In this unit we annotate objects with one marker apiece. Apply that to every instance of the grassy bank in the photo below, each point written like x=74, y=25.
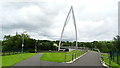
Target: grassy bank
x=11, y=60
x=107, y=61
x=60, y=56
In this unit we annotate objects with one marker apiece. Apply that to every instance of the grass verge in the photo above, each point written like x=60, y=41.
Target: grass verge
x=11, y=60
x=107, y=61
x=60, y=56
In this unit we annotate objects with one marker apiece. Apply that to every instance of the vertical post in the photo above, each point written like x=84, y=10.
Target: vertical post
x=75, y=27
x=22, y=42
x=64, y=28
x=36, y=47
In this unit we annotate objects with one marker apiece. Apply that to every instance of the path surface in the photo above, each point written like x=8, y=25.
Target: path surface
x=90, y=59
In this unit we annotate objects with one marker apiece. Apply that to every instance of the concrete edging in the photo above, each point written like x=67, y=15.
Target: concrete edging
x=76, y=58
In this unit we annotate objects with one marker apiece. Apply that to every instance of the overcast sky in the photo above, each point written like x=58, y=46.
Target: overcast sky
x=97, y=20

+++++

BRIEF:
Restate each entry word for word, please, but drop any images it holds.

RESULT FOR THIS TASK:
In this unit we annotate objects with one marker apiece. Apply that to every instance of the grassy bank in the photo below, each point written like x=74, y=25.
Target: grassy bank
x=11, y=60
x=107, y=61
x=60, y=56
In this unit we annotate objects with one marker apiece. Apply that to every instance of the grass verge in the photo above, each point written like x=60, y=41.
Target: grass verge
x=11, y=60
x=107, y=61
x=60, y=56
In this unit we annotate objects with one marker apiece. Apply that to every instance of the vertical post in the photo above, each point written like x=84, y=10.
Target: vertical post
x=75, y=27
x=22, y=42
x=64, y=28
x=36, y=47
In this unit we annotate objects with one marker apiece. Apply that to every instance of the path surface in the photo above, each point written like x=8, y=25.
Target: path surface
x=90, y=59
In this unit we annotate objects with one marker apiece. Apply that to every instance of the concrete edging in the photo above, each point written like x=67, y=15.
Target: concrete edging
x=76, y=58
In this unit we annotate objects with one marker apiece. Apply that to every instance of the overcast sky in the photo above, each point written like x=58, y=46.
Target: overcast sky
x=97, y=20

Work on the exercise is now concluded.